_Vorliegender Text_:
---

Autor: Christopher Diekhaus
 
Blutig und sarkastisch: Coralie Fargeat haut in ihrem zweiten abendfüllenden Spielfilm ordentlich auf den Putz. Mittendrin: eine famose Demi Moore.
 
Verblasster Ruhm
 
Dass sie Zurückhaltung nicht unbedingt bevorzugt, ließ die Französin Coralie Fargeat bereits in ihrem Debütwerk „Revenge“ (2017) durchblicken. Der Titel ist hier Programm und verweist auf ein in den 1970er-Jahren erblühendes Thriller-Subgenre, das nicht den besten Ruf genießt. Unter dem Begriff Rape-and-Revenge-Film fasst man Arbeiten zusammen, in denen zu Beginn meistens Frauen brutal vergewaltigt werden. Sie oder ihnen nahestehende Menschen rächen sich später auf nicht weniger barbarische Weise.

---

_Aufgabe 1_:
Beantworte diese Fragen zur Filmkritik:
(a) Welche Schauspielerin wird als „famos“ bezeichnet?
(b) Wie heißt Coralie Fargeats Debütwerk, und aus welchem Jahr stammt es?
(c) In welchem Jahrzehnt erblühte das Thriller-Subgenre, auf das der Titel verweist?
_Aufgabe 2_:
Gib einen Abschnitt der Filmkritik wortgetreu wieder. Setze bei den Worten „Verblasster Ruhm“ ein und höre nach „weniger barbarische Weise.“ auf.

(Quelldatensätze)
---

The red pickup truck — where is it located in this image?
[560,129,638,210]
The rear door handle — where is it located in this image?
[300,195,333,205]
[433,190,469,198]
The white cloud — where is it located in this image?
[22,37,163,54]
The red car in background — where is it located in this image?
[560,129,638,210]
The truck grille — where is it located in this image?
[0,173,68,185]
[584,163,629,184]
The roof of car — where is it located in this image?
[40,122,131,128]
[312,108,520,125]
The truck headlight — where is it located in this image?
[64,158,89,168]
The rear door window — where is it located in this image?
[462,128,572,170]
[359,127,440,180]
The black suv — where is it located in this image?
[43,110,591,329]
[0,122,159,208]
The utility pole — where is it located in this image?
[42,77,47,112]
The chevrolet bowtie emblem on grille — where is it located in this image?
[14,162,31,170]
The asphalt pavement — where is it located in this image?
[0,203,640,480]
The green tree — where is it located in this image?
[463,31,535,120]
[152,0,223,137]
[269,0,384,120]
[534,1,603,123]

---

_Antwort 1_:
(a) Demi Moore
(b) „Revenge“, 2017
(c) In den 1970er-Jahren

_Antwort 2_:
Verblasster Ruhm
 
Dass sie Zurückhaltung nicht unbedingt bevorzugt, ließ die Französin Coralie Fargeat bereits in ihrem Debütwerk „Revenge“ (2017) durchblicken. Der Titel ist hier Programm und verweist auf ein in den 1970er-Jahren erblühendes Thriller-Subgenre, das nicht den besten Ruf genießt. Unter dem Begriff Rape-and-Revenge-Film fasst man Arbeiten zusammen, in denen zu Beginn meistens Frauen brutal vergewaltigt werden. Sie oder ihnen nahestehende Menschen rächen sich später auf nicht weniger barbarische Weise.